--- Extracted records ---
#####

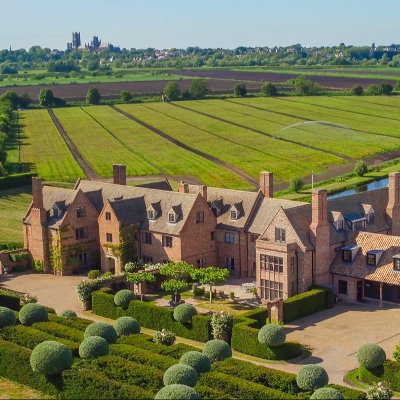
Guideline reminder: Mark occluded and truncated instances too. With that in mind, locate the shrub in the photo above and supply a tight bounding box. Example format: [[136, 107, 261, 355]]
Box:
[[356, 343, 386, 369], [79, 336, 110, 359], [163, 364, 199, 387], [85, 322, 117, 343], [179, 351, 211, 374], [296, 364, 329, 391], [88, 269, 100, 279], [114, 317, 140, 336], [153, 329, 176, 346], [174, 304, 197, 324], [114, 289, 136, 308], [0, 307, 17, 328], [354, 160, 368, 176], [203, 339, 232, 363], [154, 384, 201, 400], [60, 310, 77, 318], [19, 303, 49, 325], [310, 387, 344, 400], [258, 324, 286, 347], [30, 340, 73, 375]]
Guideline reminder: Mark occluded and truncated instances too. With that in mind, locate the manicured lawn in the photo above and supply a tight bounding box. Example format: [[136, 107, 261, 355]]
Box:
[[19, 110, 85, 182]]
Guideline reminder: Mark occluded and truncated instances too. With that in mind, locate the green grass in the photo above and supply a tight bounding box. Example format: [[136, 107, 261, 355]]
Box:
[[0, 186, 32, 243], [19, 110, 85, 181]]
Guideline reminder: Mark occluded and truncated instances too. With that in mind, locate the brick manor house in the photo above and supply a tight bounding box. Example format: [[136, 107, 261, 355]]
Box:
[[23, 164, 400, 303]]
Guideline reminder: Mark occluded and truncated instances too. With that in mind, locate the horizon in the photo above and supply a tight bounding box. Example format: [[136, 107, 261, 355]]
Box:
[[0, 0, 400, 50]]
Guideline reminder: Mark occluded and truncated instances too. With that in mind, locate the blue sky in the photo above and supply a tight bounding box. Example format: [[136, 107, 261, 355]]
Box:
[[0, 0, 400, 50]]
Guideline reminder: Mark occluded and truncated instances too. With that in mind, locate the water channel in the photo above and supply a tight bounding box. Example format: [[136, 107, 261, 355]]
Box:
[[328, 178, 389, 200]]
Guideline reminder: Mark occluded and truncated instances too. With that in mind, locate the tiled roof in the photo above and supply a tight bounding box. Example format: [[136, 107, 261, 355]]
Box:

#####

Rewrite everything from the line containing "locate the tiled" down to the end of the entries as a JSON list of strings, one string per line, leaving out any blank lines.

--- Response below ---
[
  "Guideline reminder: Mark occluded and truncated instances too. With that in mind, locate the tiled roof in the photo above and supply a tight bounding box. Example format: [[136, 107, 261, 355]]",
  "Box:"
]